## Job
Please copy out every line of the data below word for word.

## Material to process
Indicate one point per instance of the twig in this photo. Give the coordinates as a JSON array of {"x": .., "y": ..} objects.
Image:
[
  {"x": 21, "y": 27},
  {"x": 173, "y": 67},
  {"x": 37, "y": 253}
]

## Exercise response
Indicate one point per instance of the twig in this photo. Give the coordinates as a JSON array of {"x": .., "y": ..} objects.
Image:
[
  {"x": 21, "y": 27},
  {"x": 173, "y": 67},
  {"x": 37, "y": 253}
]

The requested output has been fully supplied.